→ Selected text
——

What do you do to calm yourself when in the heat of anger?
May 31, 2012 5:14 AM   Subscribe

What methods have worked for you in terms of keeping a rational mind when you feel yourself becoming (rationally or irrationally) angry?

I would be described as a quiet non confrontational person by nature.

Sometimes when I get angry (which is quick to heat up and also quick to cool off), I say or act in a way I look back with regret. Often this involves choice words (e.g. bringing up past wrongs with vehemence) and petty actions (e.g. storm off in a huff). While there is never any violence or abuse (i sincerely hope), I feel terrible afterwards and always initiate apologies (whomever is right or wrong does not matter).

Specifically looking for how to address/ resolve/ let go of the feeling of anger, as I dislike the amount of time and effort spent being angry and unproductive.

One past instance:

Dinner with mum escalates to me getting angry (defensive) and bringing up unpleasant things she has done in the past which consequently results in her current predicament.

She refuses to talk to me for a week, and I feel like crap for making her feel bad.

We eventually resolve by not pretending it never happened after we both cool off.

But this is kind of a recurring thing with mum, as we both know eachother well enough to push just the right buttons.

One recent instance:

While browsing a discount giftware warehouse with a pram, my 6 month baby grabbed a small cheap soft toy and promptly placed it in her mouth. I saw and placed it back. Almost immediately from behind, the owner shouted loudly at me to the exact words "How dare you put it back, woman! Pay for it, you stupid b****! Your baby puts her disgusting saliva all over it and you it back?! You should be ashamed of yourself! Get out of my store!" His shop assistants shook their head at me and said nothing.

——

→ Record set

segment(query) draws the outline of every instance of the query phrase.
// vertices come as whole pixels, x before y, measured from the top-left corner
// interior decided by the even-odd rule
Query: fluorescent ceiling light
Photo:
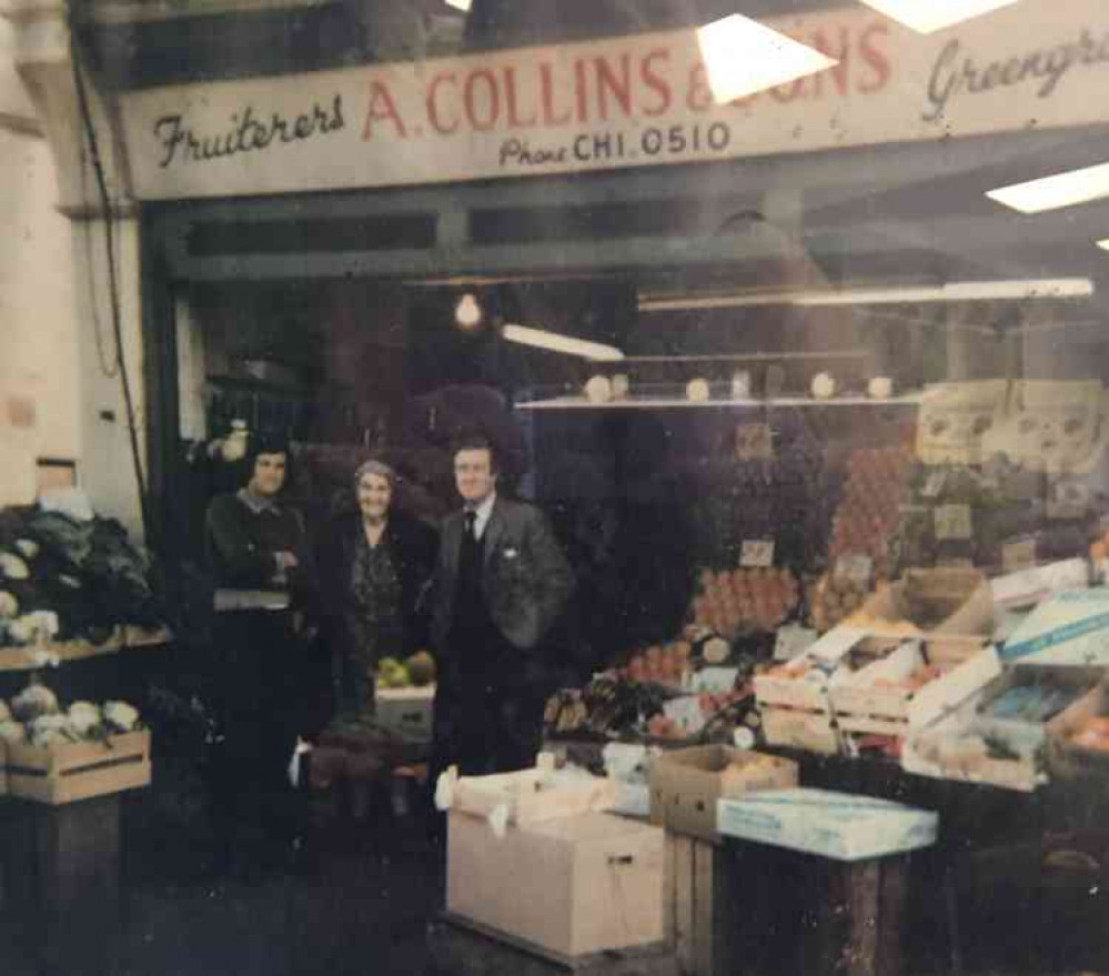
[[[528,329],[526,325],[510,324],[504,326],[502,334],[508,342],[532,345],[535,349],[545,349],[550,352],[579,355],[595,362],[617,362],[624,359],[624,353],[615,345],[604,345],[599,342],[574,339],[571,335],[559,335],[557,332],[547,332],[545,329]]]
[[[850,288],[819,291],[750,292],[702,298],[639,300],[641,312],[679,309],[732,309],[759,305],[891,305],[906,302],[969,302],[988,300],[1073,299],[1093,294],[1088,278],[1044,278],[1019,281],[959,281],[909,288]]]
[[[893,18],[918,33],[930,34],[952,23],[981,17],[1017,0],[863,0],[879,13]]]
[[[1089,203],[1091,200],[1109,197],[1109,163],[1042,177],[1027,183],[1014,183],[1011,187],[999,187],[987,191],[986,195],[1021,213],[1040,213],[1076,203]]]
[[[724,104],[839,62],[742,13],[697,29],[713,98]]]

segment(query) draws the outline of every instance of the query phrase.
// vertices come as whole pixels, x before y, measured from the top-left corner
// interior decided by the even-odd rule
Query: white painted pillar
[[[67,9],[59,0],[11,0],[3,12],[13,28],[16,70],[27,85],[56,163],[58,209],[71,219],[70,253],[78,362],[78,473],[97,512],[119,519],[141,536],[127,411],[118,375],[108,271],[108,221],[119,295],[123,362],[130,374],[134,420],[145,471],[141,266],[138,209],[114,104],[93,79],[84,85],[108,187],[105,208],[90,163],[89,140],[73,78]],[[59,256],[60,261],[65,260]]]

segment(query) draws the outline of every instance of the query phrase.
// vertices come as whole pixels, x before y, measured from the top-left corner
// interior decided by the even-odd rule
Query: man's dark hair
[[[285,481],[281,486],[284,494],[293,484],[293,476],[296,473],[293,460],[293,449],[288,439],[275,434],[251,434],[246,442],[246,453],[242,460],[242,483],[245,487],[254,476],[254,464],[259,454],[284,454],[285,455]]]
[[[501,467],[501,461],[497,457],[496,445],[490,437],[481,432],[471,432],[458,434],[451,442],[451,460],[453,461],[458,456],[460,451],[488,451],[490,452],[490,472],[496,474]]]

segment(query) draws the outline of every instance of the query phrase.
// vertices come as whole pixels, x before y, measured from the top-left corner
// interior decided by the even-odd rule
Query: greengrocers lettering
[[[952,40],[939,57],[928,83],[930,108],[924,113],[926,122],[944,118],[955,99],[982,94],[996,88],[1015,88],[1026,82],[1037,82],[1036,93],[1048,98],[1073,68],[1092,68],[1109,61],[1109,33],[1096,38],[1088,28],[1078,40],[1052,48],[1041,48],[1000,61],[979,61],[964,53],[962,44]]]
[[[246,105],[242,111],[233,112],[230,128],[219,133],[198,133],[181,114],[163,115],[154,123],[154,137],[162,145],[159,165],[165,169],[174,161],[206,162],[326,135],[345,125],[343,97],[336,94],[331,105],[315,103],[310,111],[295,118],[273,112],[268,119],[259,119],[254,115],[254,107]]]

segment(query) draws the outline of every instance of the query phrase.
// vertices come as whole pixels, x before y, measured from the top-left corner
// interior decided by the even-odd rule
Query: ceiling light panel
[[[839,63],[742,13],[698,28],[697,41],[708,85],[719,104],[826,71]]]
[[[987,191],[986,195],[1021,213],[1042,213],[1046,210],[1102,200],[1109,197],[1109,163],[1042,177],[1027,183],[1014,183],[1011,187],[999,187]]]
[[[572,335],[561,335],[557,332],[547,332],[545,329],[508,324],[504,326],[502,334],[508,342],[531,345],[534,349],[545,349],[548,352],[578,355],[594,362],[618,362],[624,359],[624,353],[615,345],[589,342],[585,339],[575,339]]]
[[[972,17],[1012,7],[1017,0],[863,0],[917,33],[930,34]]]

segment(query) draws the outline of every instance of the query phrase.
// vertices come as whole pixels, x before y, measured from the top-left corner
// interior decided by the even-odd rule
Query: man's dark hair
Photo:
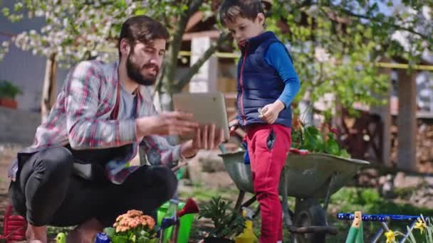
[[[264,14],[261,0],[224,0],[219,8],[219,20],[223,26],[239,17],[254,21],[260,13]]]
[[[125,21],[122,25],[120,36],[118,43],[119,56],[120,53],[120,40],[127,40],[130,45],[134,47],[137,41],[145,44],[153,40],[168,40],[169,35],[167,28],[160,22],[147,16],[133,16]]]

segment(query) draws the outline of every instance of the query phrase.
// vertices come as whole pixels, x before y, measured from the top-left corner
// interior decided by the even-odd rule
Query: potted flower
[[[129,210],[116,219],[113,227],[104,229],[112,243],[155,243],[155,220],[142,211]]]
[[[234,242],[231,239],[242,232],[245,219],[240,212],[231,209],[231,202],[223,200],[220,196],[213,197],[209,203],[201,207],[199,219],[210,219],[214,223],[204,243]]]
[[[15,97],[22,94],[22,90],[10,82],[0,80],[0,106],[16,109]]]

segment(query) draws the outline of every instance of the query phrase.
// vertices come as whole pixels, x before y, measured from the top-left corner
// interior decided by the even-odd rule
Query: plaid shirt
[[[45,122],[36,129],[32,146],[21,153],[71,144],[74,149],[119,147],[132,144],[133,149],[124,157],[116,158],[105,166],[105,173],[114,183],[122,183],[138,166],[125,167],[142,146],[152,164],[171,166],[181,158],[180,146],[171,146],[160,136],[137,137],[135,119],[111,119],[116,107],[116,94],[120,87],[118,61],[103,63],[84,61],[73,68],[66,77],[57,101]],[[137,93],[136,117],[157,114],[144,87]],[[144,96],[143,96],[144,94]],[[9,177],[15,180],[18,163],[16,159],[9,169]]]

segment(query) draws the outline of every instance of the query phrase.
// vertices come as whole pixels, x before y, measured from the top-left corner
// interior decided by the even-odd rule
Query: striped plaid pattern
[[[32,153],[70,144],[75,149],[118,147],[132,144],[125,158],[109,161],[106,175],[114,183],[122,183],[137,166],[126,167],[142,146],[150,163],[169,166],[181,158],[180,146],[171,146],[160,136],[137,137],[135,119],[110,119],[115,108],[118,61],[103,63],[98,60],[78,63],[68,74],[62,90],[45,122],[36,129],[33,145],[21,152]],[[152,99],[143,87],[137,92],[137,117],[157,114]],[[9,169],[15,179],[16,159]]]

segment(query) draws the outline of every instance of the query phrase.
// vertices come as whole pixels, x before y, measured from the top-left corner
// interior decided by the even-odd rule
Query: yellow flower
[[[424,233],[424,230],[427,227],[425,222],[422,221],[422,219],[418,218],[418,222],[415,223],[415,229],[419,229],[421,231],[421,234]]]
[[[394,243],[395,242],[395,234],[392,230],[390,230],[385,233],[385,236],[387,237],[386,243]]]
[[[129,217],[133,217],[135,216],[141,216],[143,215],[143,212],[142,211],[140,211],[140,210],[129,210],[127,212],[127,215]]]

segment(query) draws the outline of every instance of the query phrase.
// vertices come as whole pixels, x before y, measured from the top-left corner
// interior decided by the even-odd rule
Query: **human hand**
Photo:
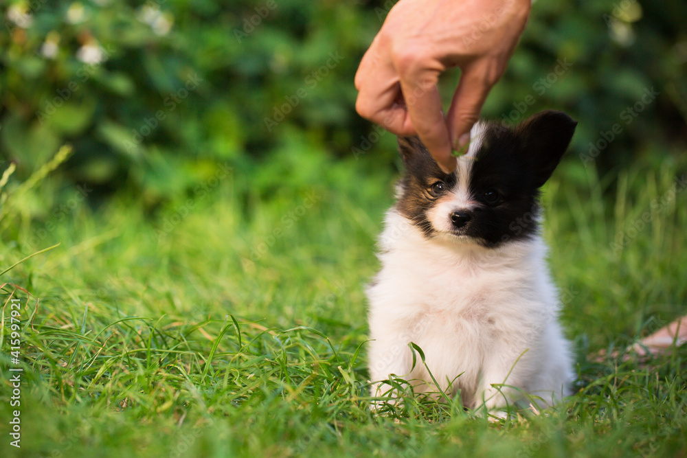
[[[525,28],[530,0],[399,0],[355,75],[356,110],[397,135],[418,135],[446,172],[464,148]],[[439,75],[459,67],[444,118]]]

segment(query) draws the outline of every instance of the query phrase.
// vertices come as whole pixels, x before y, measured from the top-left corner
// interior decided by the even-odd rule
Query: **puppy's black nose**
[[[472,219],[472,216],[466,211],[453,211],[451,214],[451,222],[455,229],[460,229]]]

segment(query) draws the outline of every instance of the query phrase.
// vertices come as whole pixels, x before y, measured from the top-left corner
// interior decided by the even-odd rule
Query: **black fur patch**
[[[576,124],[559,111],[543,111],[513,129],[488,124],[469,177],[477,203],[467,210],[471,219],[455,235],[497,247],[535,234],[539,187],[560,161]],[[406,173],[396,207],[431,238],[436,230],[427,215],[437,199],[432,185],[441,181],[450,190],[461,178],[443,173],[417,137],[399,138],[398,145]]]

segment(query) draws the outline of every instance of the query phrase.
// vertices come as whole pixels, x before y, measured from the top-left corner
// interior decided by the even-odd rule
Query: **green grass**
[[[32,294],[1,291],[3,304],[21,301],[24,383],[16,449],[5,305],[0,455],[687,453],[687,346],[649,366],[586,357],[685,313],[687,191],[651,203],[687,162],[598,179],[573,157],[556,172],[545,236],[578,391],[542,415],[490,422],[421,399],[370,413],[363,288],[379,267],[393,174],[365,170],[371,157],[318,157],[289,156],[260,173],[237,165],[155,211],[145,196],[118,196],[51,211],[41,202],[56,191],[49,180],[8,207],[0,269],[61,244],[0,278]],[[76,195],[56,191],[53,208]],[[649,222],[614,247],[646,211]]]

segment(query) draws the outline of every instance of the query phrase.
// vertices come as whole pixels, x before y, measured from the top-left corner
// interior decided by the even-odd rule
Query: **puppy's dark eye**
[[[484,201],[490,205],[493,205],[501,199],[499,192],[493,188],[489,188],[486,191],[484,191],[482,195],[484,196]]]
[[[435,197],[444,194],[444,191],[446,191],[446,184],[443,181],[437,181],[429,188],[430,193]]]

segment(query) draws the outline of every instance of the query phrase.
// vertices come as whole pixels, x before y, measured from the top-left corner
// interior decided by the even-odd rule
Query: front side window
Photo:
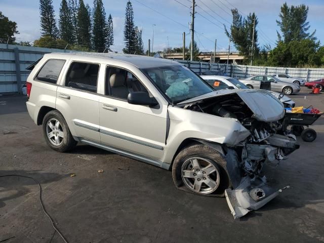
[[[65,86],[96,93],[99,70],[99,64],[72,62],[67,72]]]
[[[127,100],[128,94],[134,92],[148,93],[137,77],[129,71],[114,67],[106,69],[105,94]]]
[[[263,80],[263,76],[257,76],[256,77],[253,77],[251,78],[252,80],[256,80],[258,81],[262,81]]]
[[[56,84],[65,60],[49,60],[38,72],[36,79],[40,81]]]
[[[143,68],[141,70],[173,103],[214,91],[196,74],[184,66],[165,66]]]
[[[209,85],[212,86],[214,90],[225,90],[228,88],[228,86],[223,81],[219,79],[205,79],[205,81],[208,83]]]

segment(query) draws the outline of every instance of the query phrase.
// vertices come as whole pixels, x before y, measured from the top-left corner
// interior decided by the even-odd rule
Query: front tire
[[[231,186],[226,164],[222,155],[208,146],[189,146],[174,159],[173,182],[177,187],[195,194],[223,197],[225,190]]]
[[[43,130],[47,145],[58,152],[70,150],[77,143],[73,138],[63,115],[57,110],[51,110],[45,115]]]
[[[290,95],[293,94],[294,91],[291,87],[285,87],[282,89],[282,92],[286,95]]]

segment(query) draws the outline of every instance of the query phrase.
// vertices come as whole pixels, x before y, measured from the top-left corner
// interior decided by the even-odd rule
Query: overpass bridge
[[[239,56],[238,52],[231,52],[229,54],[229,60],[230,63],[240,64],[244,59],[244,57]],[[168,59],[183,59],[182,53],[160,53],[163,58]],[[227,61],[227,52],[216,52],[215,55],[215,63],[225,63]],[[198,57],[202,61],[213,62],[214,52],[201,52]]]

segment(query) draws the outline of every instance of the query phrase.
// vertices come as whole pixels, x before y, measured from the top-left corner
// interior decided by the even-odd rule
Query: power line
[[[207,8],[209,8],[210,9],[210,10],[214,13],[215,14],[216,14],[216,15],[217,15],[218,17],[219,17],[221,19],[223,19],[224,21],[227,22],[228,23],[229,23],[229,24],[231,24],[231,23],[230,23],[229,22],[228,22],[227,20],[226,20],[226,19],[225,19],[224,18],[223,18],[222,16],[221,16],[220,15],[219,15],[218,14],[217,14],[216,12],[215,12],[214,10],[213,10],[212,9],[211,9],[210,7],[209,7],[207,5],[206,5],[206,4],[205,4],[202,1],[201,1],[201,0],[199,0],[200,1],[200,3],[201,3],[204,6],[205,6]],[[199,6],[198,6],[199,7]],[[200,8],[201,9],[201,8]],[[211,16],[209,14],[208,14],[207,12],[206,12],[206,13],[207,13],[209,15]],[[212,16],[213,17],[213,16]],[[213,17],[214,18],[214,17]],[[218,21],[218,20],[217,20]],[[220,21],[219,21],[220,22]],[[223,23],[222,23],[223,24]]]

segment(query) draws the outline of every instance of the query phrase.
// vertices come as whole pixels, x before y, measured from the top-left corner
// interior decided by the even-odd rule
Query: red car
[[[313,86],[317,84],[320,86],[319,87],[320,91],[323,90],[323,87],[324,87],[324,78],[311,81],[310,82],[306,82],[305,83],[305,86],[307,87],[308,89],[311,89],[313,88]]]

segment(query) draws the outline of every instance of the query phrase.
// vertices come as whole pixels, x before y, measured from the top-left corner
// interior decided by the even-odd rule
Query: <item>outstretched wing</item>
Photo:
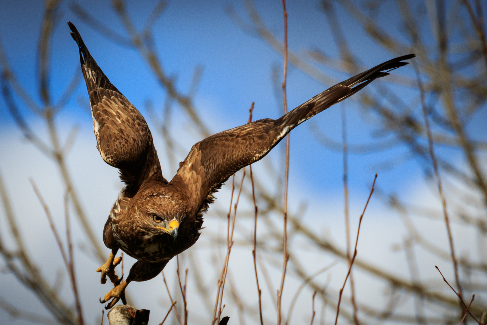
[[[302,104],[280,118],[261,119],[209,136],[195,144],[180,163],[170,184],[187,189],[191,207],[204,212],[212,193],[241,168],[263,158],[291,130],[330,106],[350,97],[388,71],[408,63],[414,55],[385,62],[342,81]]]
[[[68,22],[79,48],[81,70],[86,82],[96,148],[109,165],[118,168],[129,193],[144,181],[162,176],[152,134],[140,113],[113,86],[90,54],[75,25]]]

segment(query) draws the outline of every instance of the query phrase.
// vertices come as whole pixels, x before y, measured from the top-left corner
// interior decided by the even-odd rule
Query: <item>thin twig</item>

——

→ Requests
**a)** In the post about calming down when angry, how long does the writer's mother refuse to talk to the writer after the dinner argument?
**b)** Reproduce the anger post word for word between "But this is" and "and said nothing.", inclusive.
**c)** Carry the post about handling anger forward past its final sentence.

→ Exercise answers
**a)** A week.

**b)**
But this is kind of a recurring thing with mum, as we both know eachother well enough to push just the right buttons.

One recent instance:

While browsing a discount giftware warehouse with a pram, my 6 month baby grabbed a small cheap soft toy and promptly placed it in her mouth. I saw and placed it back. Almost immediately from behind, the owner shouted loudly at me to the exact words "How dare you put it back, woman! Pay for it, you stupid b****! Your baby puts her disgusting saliva all over it and you it back?! You should be ashamed of yourself! Get out of my store!" His shop assistants shook their head at me and said nothing.

**c)**
I was too astonished/ bewildered (ashamed?) to do anything except apologise and got out of the warehouse.

This happened yesterday.

Thinking back, I can't seem to shake this feeling of anger. Maybe I was wrong for having my baby's saliva on the toy. Maybe this is a mother's defensiveness? I feel like I should reacted differently such as asked him to not be rude and I will pay for it.

I want to stop thinking about it and shake off this feeling of anger, as it is consuming me to the point where I am thinking of revenge (such as going back and taking a photo of the rude owner and blogging about him or just throw my baby's poop in the store).

I have vented to my sister, who empathised and nodded at all the right times.

Yet I am still angry.

How can I stop feeling angry and just let it go?

Thank you in advance for your time :)
posted by oink to Human Relations (16 answers total) 35 users marked this as a favorite
 
My test for controling, non-venting, persistant anger over tiny things is: look at the infraction or source of anger. I ask myself, using a voice in my head "Will the thing that is making me angry matter in a day's time? A week? A month? A year?"

You know how quickly a month or year passes, right? If it doesn't matter in a month or a year, there is no point dwelling on it.

This tends to diffuse nger held by me over short-term issues. YMMV.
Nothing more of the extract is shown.